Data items

___

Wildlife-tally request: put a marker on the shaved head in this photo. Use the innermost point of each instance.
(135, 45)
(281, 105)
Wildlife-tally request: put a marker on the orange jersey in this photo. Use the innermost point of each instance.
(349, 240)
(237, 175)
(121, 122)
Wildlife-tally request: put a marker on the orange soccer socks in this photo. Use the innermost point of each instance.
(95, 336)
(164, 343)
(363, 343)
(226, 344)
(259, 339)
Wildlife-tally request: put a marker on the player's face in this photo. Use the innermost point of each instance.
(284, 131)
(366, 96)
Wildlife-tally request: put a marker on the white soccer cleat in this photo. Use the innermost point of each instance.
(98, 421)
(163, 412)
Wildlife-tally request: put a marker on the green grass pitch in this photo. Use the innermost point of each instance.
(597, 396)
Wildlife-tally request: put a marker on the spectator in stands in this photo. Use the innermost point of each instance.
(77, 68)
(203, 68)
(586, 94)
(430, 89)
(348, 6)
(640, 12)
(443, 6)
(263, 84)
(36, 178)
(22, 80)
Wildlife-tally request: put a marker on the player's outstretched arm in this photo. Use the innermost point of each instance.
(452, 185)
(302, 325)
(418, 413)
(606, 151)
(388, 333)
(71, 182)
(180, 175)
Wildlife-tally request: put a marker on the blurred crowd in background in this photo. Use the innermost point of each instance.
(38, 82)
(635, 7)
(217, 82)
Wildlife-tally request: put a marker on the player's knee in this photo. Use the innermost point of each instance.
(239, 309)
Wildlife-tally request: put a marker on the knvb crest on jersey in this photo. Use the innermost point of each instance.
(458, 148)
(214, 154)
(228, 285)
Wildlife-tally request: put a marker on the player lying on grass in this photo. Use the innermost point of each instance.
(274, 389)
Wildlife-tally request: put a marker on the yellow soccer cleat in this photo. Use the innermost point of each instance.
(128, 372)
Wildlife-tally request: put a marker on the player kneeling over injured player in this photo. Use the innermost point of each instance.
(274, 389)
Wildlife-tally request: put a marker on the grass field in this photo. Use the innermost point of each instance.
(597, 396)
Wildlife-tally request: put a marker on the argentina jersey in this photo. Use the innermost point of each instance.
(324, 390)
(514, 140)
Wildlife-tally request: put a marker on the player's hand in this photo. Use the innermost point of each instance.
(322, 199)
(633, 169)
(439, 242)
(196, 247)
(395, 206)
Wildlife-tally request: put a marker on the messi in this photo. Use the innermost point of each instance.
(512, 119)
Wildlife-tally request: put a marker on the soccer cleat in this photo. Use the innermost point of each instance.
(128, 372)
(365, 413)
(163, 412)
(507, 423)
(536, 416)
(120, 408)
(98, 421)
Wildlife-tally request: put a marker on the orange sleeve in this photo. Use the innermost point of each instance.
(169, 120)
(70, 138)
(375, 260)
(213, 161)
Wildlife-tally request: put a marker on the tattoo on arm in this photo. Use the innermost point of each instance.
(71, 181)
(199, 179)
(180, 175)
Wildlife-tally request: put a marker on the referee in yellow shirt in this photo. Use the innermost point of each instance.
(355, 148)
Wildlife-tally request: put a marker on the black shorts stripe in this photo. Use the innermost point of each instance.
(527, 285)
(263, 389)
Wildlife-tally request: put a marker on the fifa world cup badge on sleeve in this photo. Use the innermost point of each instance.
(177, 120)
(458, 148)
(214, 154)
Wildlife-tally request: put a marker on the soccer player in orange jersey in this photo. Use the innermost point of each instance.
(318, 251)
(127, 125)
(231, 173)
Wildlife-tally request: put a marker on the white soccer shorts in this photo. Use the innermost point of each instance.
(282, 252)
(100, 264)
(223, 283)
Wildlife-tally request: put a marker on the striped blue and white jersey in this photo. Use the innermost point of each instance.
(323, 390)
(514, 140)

___

_Short task_. Make an exact copy of the listing, including every line.

_Completed task_.
Wildlife-tally request: put a marker on the shaved head in this photo. Use the innermost point of each instance.
(135, 45)
(281, 105)
Wildlife-tally request: put a marker on the orange jersey in this photo. Use the innermost point of each instance.
(349, 240)
(237, 175)
(121, 122)
Wildlife-tally request: put a marker on the orange soccer socks in this photo. Use the innermost point of each instance.
(95, 336)
(164, 343)
(363, 343)
(226, 344)
(259, 339)
Wildlife-tally request: put a marker on the player's face in this photo. Use the innermost point of each instance.
(284, 131)
(366, 96)
Wildlife-tally request: put a marker on the white soccer cleat in this photo. Use the innermost point of each instance.
(98, 421)
(163, 412)
Wildlife-tally request: put a marker on the green grass pitch in this photo. Use the innermost point of each instance.
(597, 396)
Wildlife-tally request: put a marker on the spectator in stands in this photo. Use the innermost point of each instance.
(77, 68)
(203, 68)
(586, 94)
(430, 89)
(348, 6)
(640, 12)
(443, 6)
(263, 84)
(36, 178)
(22, 80)
Wildlife-tally request: put a marker on the player's outstretched arm in this photo. Use the innermost point of each instance.
(452, 185)
(302, 325)
(418, 413)
(606, 151)
(388, 333)
(71, 182)
(180, 175)
Wildlife-tally request: put a marker on the blurred crowd in background in this photo. Use the innermost point of each instance.
(38, 82)
(635, 7)
(217, 82)
Wildlife-tally request: put a marker on the player's knee in this photo. Use the innermost point of each instance.
(239, 309)
Wildlife-tally request: put a marker on the knvb crest on jersey in this photo. Use the innermost point of each instance.
(458, 148)
(214, 154)
(228, 285)
Wildlife-tally request: put a marker on the player lying on grass in this photo. Use the innermost point of each instance.
(274, 389)
Wildlife-tally request: put a marker on the yellow soccer cleat in this photo. Use the innermost point of each instance.
(128, 372)
Wildlife-tally request: put a marker on the player kneeling over injured player in this photo. Use the innermost point of each instance.
(274, 389)
Wildlife-tally request: put a marker on the grass field in this photo. Use the innermost point of each instance.
(597, 396)
Wildlife-tally request: put a marker on the argentina jersey in this photo. Use the innermost point of each instance.
(324, 390)
(514, 140)
Wildlife-tally request: put a marker on the player's hand in this photo. Use the innermost point of each instance.
(322, 199)
(633, 169)
(439, 242)
(196, 247)
(395, 206)
Wildlife-tally request: put a marker on the messi in this photo. Use the innermost point of each instance.
(512, 119)
Wildlife-tally request: put a marker on the soccer cleat in this photo. Use the innermost point of each instance.
(128, 372)
(365, 413)
(163, 412)
(507, 423)
(536, 416)
(120, 408)
(98, 421)
Wildlife-tally request: put a marker on the orange sleeve in this photo. Use the innermost point of each instance.
(169, 120)
(70, 138)
(375, 260)
(213, 161)
Wildlife-tally request: put a marker on the tattoo on arm in this photo. Use the innermost point of each instance.
(71, 181)
(199, 179)
(180, 175)
Wildlife-tally request: put a marker on the referee in yellow shirt in this photo. Use the innermost point of each instance.
(355, 148)
Wildlife-tally request: put a marker on the black shorts stripe in this photo. Use the innermost point of each instance.
(527, 285)
(263, 389)
Wildlife-tally request: put a marker on the fifa world cup badge on sleeve in this photo. Use the innermost point of each instance.
(177, 120)
(458, 148)
(214, 154)
Wildlife-tally request: put a marker on the soccer player in orange jersey in this photo. Use the innermost point of each instance.
(318, 251)
(127, 125)
(231, 173)
Wildlife-tally request: put a marker on the white soccer shorts in this photo. Use the innermost point of each instance.
(282, 252)
(100, 264)
(223, 283)
Wildlife-tally request: put a marker on the striped blue and white jersey in this photo. Use the innermost point of each instance.
(323, 390)
(514, 140)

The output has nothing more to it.